(Source data)
----

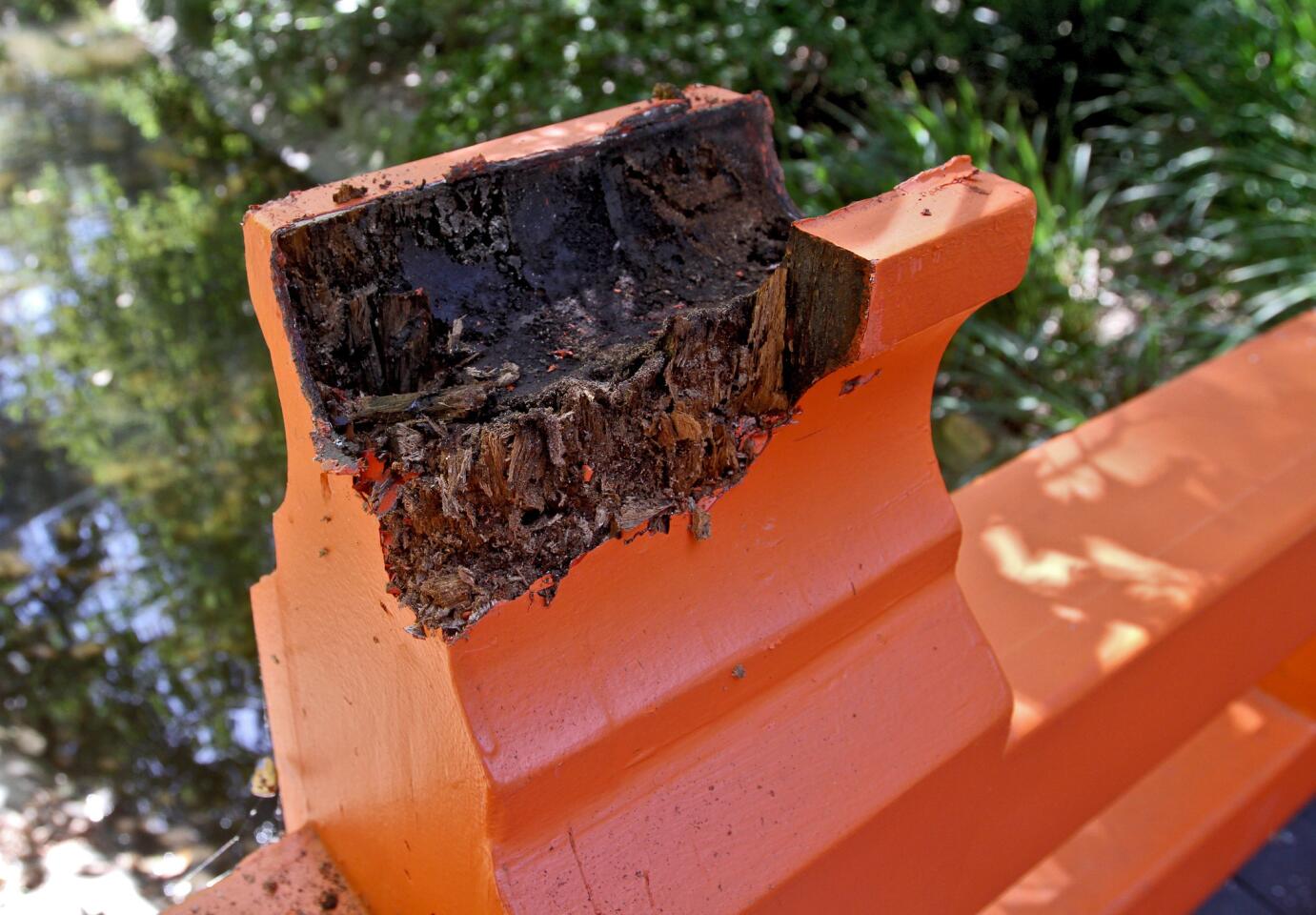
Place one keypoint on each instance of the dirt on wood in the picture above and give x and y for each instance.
(535, 356)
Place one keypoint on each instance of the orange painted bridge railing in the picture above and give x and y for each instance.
(816, 682)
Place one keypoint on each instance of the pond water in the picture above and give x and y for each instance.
(140, 459)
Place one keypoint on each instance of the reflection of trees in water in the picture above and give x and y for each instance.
(125, 639)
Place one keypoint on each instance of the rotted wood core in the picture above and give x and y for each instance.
(535, 356)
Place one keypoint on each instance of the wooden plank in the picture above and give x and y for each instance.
(1137, 574)
(1170, 840)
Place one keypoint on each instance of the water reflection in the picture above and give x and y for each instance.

----

▶ **What you need to do**:
A verbatim copy of the data, with all pictures omitted, is the required output.

▶ **Answer to this problem**:
Place one keypoint on each instance of the dirt on wood in the picture above and give x and y for each instance.
(535, 356)
Place one keypoint on each instance of the orange painted bridge railing in the picture above and give x and y for each instance.
(816, 682)
Place one keypoint on each instance of the pond water in the picture above and give x and y for each instance.
(140, 459)
Place one keypoint on each instance of the reflection of trees in water in the picture above and give x and y for each instance.
(125, 639)
Place one keypoint on each instance of the rotted wood core in the picture above and give x and y for each instance.
(535, 356)
Place one keypoint on each instance of the wooden plank in the picture above and give x and y for each instance.
(1137, 574)
(1170, 840)
Place one keypoint on each instance of the water reflection in the picture above and give x and y for each instance.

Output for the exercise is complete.